**Task**
Only the lines from the one with "Objective — for every instance of the stacked" to the end of the data below should be given again, exactly as written.
Dataset content Start Marker
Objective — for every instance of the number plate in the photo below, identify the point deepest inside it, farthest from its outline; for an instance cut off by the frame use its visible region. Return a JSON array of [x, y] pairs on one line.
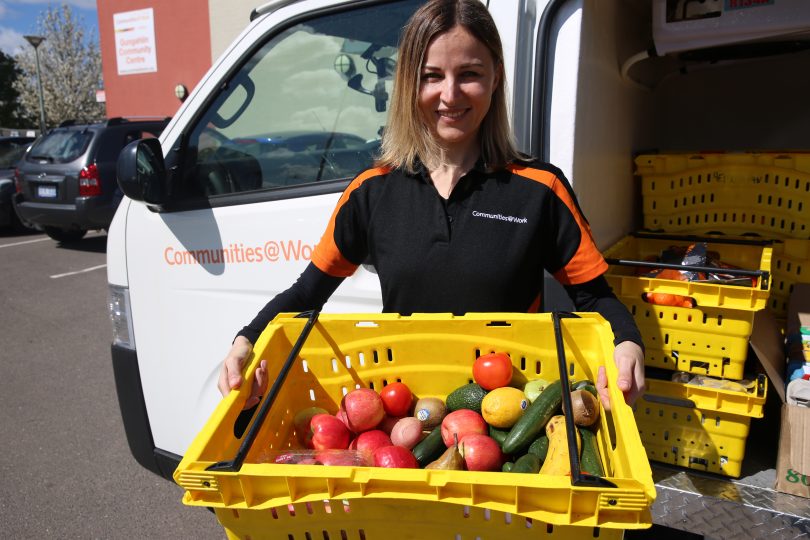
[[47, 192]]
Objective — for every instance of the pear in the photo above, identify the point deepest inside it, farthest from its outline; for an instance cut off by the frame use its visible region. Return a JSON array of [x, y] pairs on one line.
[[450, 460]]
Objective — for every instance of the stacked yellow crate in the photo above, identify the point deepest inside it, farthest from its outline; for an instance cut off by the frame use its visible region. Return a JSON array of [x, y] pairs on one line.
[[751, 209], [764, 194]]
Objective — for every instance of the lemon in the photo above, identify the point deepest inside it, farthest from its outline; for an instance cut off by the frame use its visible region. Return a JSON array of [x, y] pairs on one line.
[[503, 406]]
Dataset content End Marker
**Finished exercise**
Objective — for every instance of the stacked yellow crate in the photo above, identify the point deepest inside it, farthest from its outline; for an instance cut off by the frame use its visible region. Return a JSON array of [x, y] pairs on one line.
[[751, 209], [764, 194]]
Objective — for every instance of the lemon in the photo above, identify the point deepest inside it, farthest from its outline; for an instance cut off by the frame use its visible region. Return a JSON array of [x, y] pairs on one line.
[[503, 406]]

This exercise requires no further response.